> [Description of the task] Output every line of the entries from the line containing "Would you mind indicating the grey" through the last, exactly, with no other content.

> [Records provided]
::::::::

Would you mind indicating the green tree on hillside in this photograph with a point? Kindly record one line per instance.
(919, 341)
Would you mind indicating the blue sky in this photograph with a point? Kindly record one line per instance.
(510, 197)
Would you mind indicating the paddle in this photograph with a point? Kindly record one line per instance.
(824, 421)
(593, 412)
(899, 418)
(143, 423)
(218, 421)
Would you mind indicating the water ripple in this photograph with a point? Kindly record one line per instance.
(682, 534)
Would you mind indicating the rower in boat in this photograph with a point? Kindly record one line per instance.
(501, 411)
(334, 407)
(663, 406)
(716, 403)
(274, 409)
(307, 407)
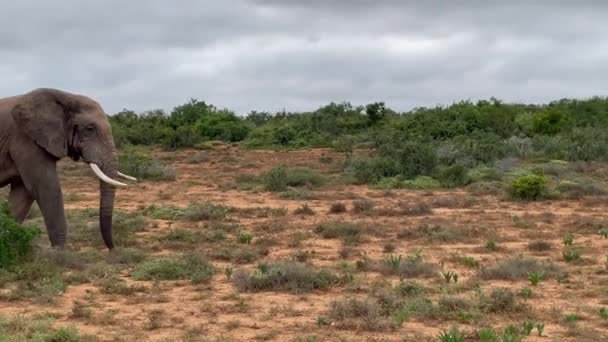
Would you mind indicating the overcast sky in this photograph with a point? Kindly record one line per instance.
(273, 54)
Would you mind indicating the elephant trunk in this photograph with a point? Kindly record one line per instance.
(106, 205)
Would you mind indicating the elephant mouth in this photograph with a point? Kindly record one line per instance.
(105, 178)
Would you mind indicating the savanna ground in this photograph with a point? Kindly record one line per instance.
(214, 255)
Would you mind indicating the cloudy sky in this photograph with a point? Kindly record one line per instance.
(273, 54)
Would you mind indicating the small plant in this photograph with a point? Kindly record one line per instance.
(511, 334)
(16, 240)
(363, 206)
(451, 335)
(571, 255)
(389, 247)
(487, 335)
(539, 328)
(244, 237)
(401, 316)
(568, 239)
(449, 275)
(571, 318)
(491, 245)
(527, 327)
(304, 210)
(228, 272)
(337, 208)
(525, 293)
(528, 187)
(469, 262)
(535, 277)
(393, 262)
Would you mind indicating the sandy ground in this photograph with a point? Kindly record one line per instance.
(218, 311)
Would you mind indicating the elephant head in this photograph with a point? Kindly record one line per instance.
(72, 125)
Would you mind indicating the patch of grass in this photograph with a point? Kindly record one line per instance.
(355, 314)
(40, 279)
(539, 246)
(305, 209)
(116, 286)
(418, 183)
(192, 267)
(468, 261)
(516, 268)
(337, 208)
(280, 178)
(37, 328)
(296, 195)
(363, 206)
(287, 276)
(451, 335)
(571, 254)
(501, 300)
(439, 233)
(81, 310)
(183, 237)
(144, 167)
(348, 232)
(15, 239)
(528, 187)
(194, 212)
(415, 209)
(405, 267)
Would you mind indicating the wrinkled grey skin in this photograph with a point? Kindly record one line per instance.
(36, 130)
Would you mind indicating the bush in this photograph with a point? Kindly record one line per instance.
(280, 178)
(528, 187)
(453, 176)
(15, 239)
(142, 166)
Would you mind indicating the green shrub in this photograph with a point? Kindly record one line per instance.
(15, 239)
(418, 183)
(528, 187)
(280, 178)
(453, 176)
(144, 167)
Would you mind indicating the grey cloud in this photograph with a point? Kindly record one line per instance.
(298, 55)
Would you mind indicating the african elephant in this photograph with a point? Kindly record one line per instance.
(39, 128)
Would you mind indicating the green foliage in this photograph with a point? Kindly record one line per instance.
(528, 187)
(451, 335)
(15, 239)
(291, 276)
(280, 178)
(192, 267)
(144, 167)
(36, 328)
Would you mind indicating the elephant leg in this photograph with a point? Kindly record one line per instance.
(39, 175)
(50, 200)
(19, 201)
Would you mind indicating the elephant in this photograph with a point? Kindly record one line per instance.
(39, 128)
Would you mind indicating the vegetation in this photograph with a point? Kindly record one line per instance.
(15, 239)
(424, 148)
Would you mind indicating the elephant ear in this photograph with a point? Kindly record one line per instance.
(43, 114)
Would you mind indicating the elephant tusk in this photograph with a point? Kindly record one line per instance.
(103, 176)
(126, 176)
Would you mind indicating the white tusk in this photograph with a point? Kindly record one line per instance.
(103, 176)
(126, 176)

::::::::

> [Reply to the task]
Would you mind indicating the grey cloud in this photograph with a point? Kindly record one line per instance.
(298, 55)
Would you mind indicating the african elephant in this photograph with a point? Kindly record one line per instance.
(39, 128)
Would you mind indicating the green foliage in this photograph with a point? Kindly record one line per instance.
(528, 187)
(451, 335)
(15, 239)
(291, 276)
(280, 178)
(192, 267)
(144, 167)
(36, 328)
Would you mind indicating the elephant leg in this photograph with a point? Kindly record one line per instance.
(39, 175)
(50, 200)
(19, 201)
Would you mind indicating the elephant in this photograph with a point? Kindly record one line per instance.
(39, 128)
Would you mind indicating the vegetation in this photograph with a point? Kindly record one line per instance.
(15, 239)
(424, 148)
Would you mind indicating the elephant ear in this photograph with a point? Kindly record one line per instance.
(43, 114)
Would you mind indicating the elephant tusk in this photograph with a point? Kindly record one line per instance.
(103, 176)
(126, 176)
Would you mind indicating the white tusk in this photograph with a point? Kindly record one line per instance.
(103, 176)
(126, 176)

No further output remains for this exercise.